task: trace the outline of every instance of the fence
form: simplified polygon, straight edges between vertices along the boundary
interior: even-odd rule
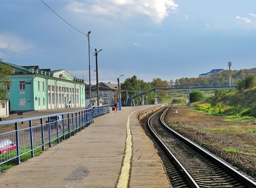
[[[53,141],[60,143],[74,136],[93,123],[94,118],[109,113],[109,105],[93,106],[82,110],[0,122],[1,126],[13,131],[0,133],[0,165],[35,150],[44,151]],[[46,120],[44,123],[44,119]],[[19,128],[19,127],[22,127]]]

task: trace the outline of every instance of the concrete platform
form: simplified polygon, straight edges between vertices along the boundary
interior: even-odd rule
[[[136,117],[139,110],[152,106],[123,107],[97,117],[75,136],[3,171],[0,187],[170,187],[161,159]],[[120,176],[127,162],[129,131],[132,153],[124,186]]]

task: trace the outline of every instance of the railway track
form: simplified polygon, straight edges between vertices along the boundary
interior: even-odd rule
[[[165,125],[161,119],[169,107],[150,117],[147,126],[173,187],[256,187],[250,177]]]

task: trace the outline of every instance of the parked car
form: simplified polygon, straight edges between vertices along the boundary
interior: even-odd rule
[[[9,139],[0,140],[0,154],[3,154],[16,149],[16,144]]]
[[[58,119],[58,125],[59,125],[59,126],[60,128],[61,128],[62,127],[62,117],[61,116],[57,116],[57,118]],[[52,125],[52,124],[51,123],[52,122],[57,122],[57,119],[56,119],[56,117],[54,116],[50,116],[50,124],[51,125]],[[47,119],[47,120],[46,120],[45,122],[46,124],[47,124],[49,122],[48,122],[48,119]],[[66,119],[64,118],[64,124],[65,124],[66,123]],[[56,124],[55,123],[54,124],[56,125]],[[55,126],[55,128],[56,128]]]
[[[110,105],[109,106],[109,108],[110,108],[112,107],[112,110],[115,110],[115,107],[114,107],[114,105],[112,104],[112,105]]]

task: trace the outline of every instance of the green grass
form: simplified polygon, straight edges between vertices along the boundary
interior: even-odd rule
[[[214,131],[228,131],[228,129],[217,129],[217,128],[214,128],[213,129],[212,129],[212,130]]]
[[[223,148],[222,149],[222,151],[231,153],[243,153],[242,151],[234,148]]]
[[[75,130],[75,132],[76,132],[76,131]],[[65,134],[65,138],[66,139],[67,139],[68,138],[68,134]],[[73,134],[73,132],[71,132],[71,136],[74,136]],[[61,142],[61,141],[63,140],[64,139],[64,137],[63,136],[61,136],[60,137],[60,141]],[[51,144],[52,145],[54,145],[57,144],[57,139],[56,139],[53,140],[52,140],[51,142]],[[44,147],[45,148],[45,147],[48,147],[48,144],[45,144],[44,145]],[[20,153],[23,153],[25,152],[26,151],[24,150],[23,148],[30,148],[30,145],[28,145],[28,146],[26,146],[24,147],[21,147],[20,148]],[[42,151],[42,147],[40,147],[38,148],[37,148],[36,149],[34,150],[34,156],[37,156],[38,155],[40,154],[40,153]],[[6,157],[6,154],[7,154],[7,155],[8,156],[16,156],[16,153],[17,151],[16,149],[12,150],[12,151],[10,151],[9,152],[8,152],[7,153],[5,153],[5,156],[4,154],[1,154],[0,155],[0,158],[2,159],[2,161],[4,161],[5,160],[8,160],[8,159],[7,159]],[[4,157],[5,157],[5,158],[4,158]],[[27,153],[25,154],[23,154],[22,155],[21,155],[20,156],[20,162],[24,162],[24,161],[27,161],[28,159],[30,159],[32,158],[31,156],[31,152],[28,152],[28,153]],[[7,170],[8,169],[10,168],[12,166],[16,166],[17,165],[17,162],[16,162],[16,158],[14,159],[12,159],[9,161],[6,162],[5,162],[4,163],[2,164],[1,165],[1,169],[2,170]]]
[[[256,129],[249,129],[248,130],[249,132],[252,132],[252,133],[256,133]]]

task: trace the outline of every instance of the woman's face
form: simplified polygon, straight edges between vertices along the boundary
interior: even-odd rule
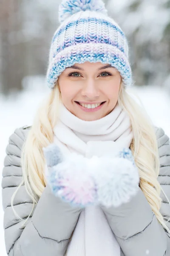
[[[94,121],[109,114],[118,99],[119,72],[110,65],[86,61],[67,67],[58,82],[62,102],[74,115]]]

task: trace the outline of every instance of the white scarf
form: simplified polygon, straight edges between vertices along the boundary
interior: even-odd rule
[[[88,158],[129,148],[133,137],[129,117],[118,103],[109,114],[92,121],[81,120],[61,103],[54,132],[54,143],[63,153],[75,152]],[[66,255],[120,256],[120,246],[99,207],[82,210]]]

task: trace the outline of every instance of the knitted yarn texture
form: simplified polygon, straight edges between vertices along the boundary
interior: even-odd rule
[[[46,75],[49,88],[67,67],[85,61],[110,64],[125,87],[132,84],[127,39],[101,0],[63,0],[59,16],[61,23],[52,38]]]

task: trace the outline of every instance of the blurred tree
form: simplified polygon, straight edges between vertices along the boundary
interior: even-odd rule
[[[21,82],[25,75],[25,48],[22,40],[20,40],[22,39],[20,30],[22,17],[22,14],[19,13],[21,1],[1,1],[1,90],[5,94],[21,90]]]
[[[170,0],[110,0],[130,45],[134,80],[139,85],[163,85],[170,73]]]

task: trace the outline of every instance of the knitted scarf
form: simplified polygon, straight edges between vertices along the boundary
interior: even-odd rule
[[[65,163],[65,165],[61,165],[62,163],[58,165],[58,169],[55,171],[55,181],[54,177],[51,177],[51,180],[48,179],[51,188],[54,192],[56,193],[57,191],[58,195],[66,201],[85,206],[82,208],[68,244],[67,256],[120,256],[120,246],[99,207],[99,204],[92,203],[93,200],[95,201],[94,198],[96,198],[94,194],[97,190],[97,200],[100,204],[108,206],[118,206],[123,202],[128,201],[130,195],[134,194],[135,189],[133,192],[131,190],[133,185],[134,188],[136,184],[138,186],[139,176],[132,168],[131,162],[125,159],[125,162],[123,162],[122,160],[119,160],[117,157],[114,158],[123,148],[129,149],[133,137],[129,116],[117,103],[113,111],[106,116],[95,121],[85,121],[72,114],[61,103],[58,121],[54,132],[53,145],[57,145],[65,159],[68,160],[66,160],[67,163]],[[69,158],[71,155],[71,157]],[[74,158],[76,155],[77,158]],[[71,163],[74,160],[74,167],[72,168]],[[87,163],[88,160],[90,162]],[[68,161],[71,163],[69,168]],[[131,166],[129,166],[127,171],[128,163]],[[51,166],[54,163],[51,164]],[[76,168],[76,172],[75,171]],[[61,175],[64,169],[65,171]],[[51,173],[52,173],[52,171]],[[124,195],[122,192],[122,198],[116,193],[117,184],[120,177],[123,177],[125,173],[126,175],[124,176],[127,178],[127,173],[131,175],[128,181],[130,185],[131,192],[127,190]],[[97,189],[94,189],[91,180],[89,181],[89,173],[95,177]],[[59,181],[57,181],[57,177]],[[132,181],[133,179],[133,181]],[[81,184],[85,184],[87,188],[86,194],[84,195],[85,189],[81,189]],[[125,185],[123,189],[125,187]],[[121,194],[120,191],[123,191],[122,189],[120,189],[119,194]],[[113,195],[115,195],[114,197]]]

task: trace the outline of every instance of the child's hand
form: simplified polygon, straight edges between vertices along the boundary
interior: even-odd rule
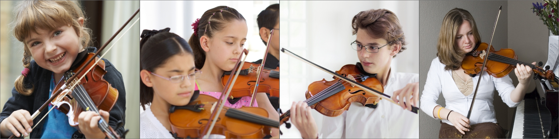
──────────
Direction> Pull from the data above every line containing the string "task". Treat uppercase and lowercase letters as different.

Solution for this problem>
task: trace the outline of every instance of the fence
task: trace the outline of every instance of the concrete platform
task: trace the outline of every instance of the railway track
task: trace the outline of every instance of the parked car
task: trace the outline of every instance of the green grass
task: trace the outline of every instance of the woman's face
task: trace the outline of every instance of the white scarf
task: trace the outline of every instance of the knitted yarn texture
task: trace the outline of every instance of the blurred tree
task: trace the outline of every instance of the knitted scarf
task: trace the outline of every instance of the child's hand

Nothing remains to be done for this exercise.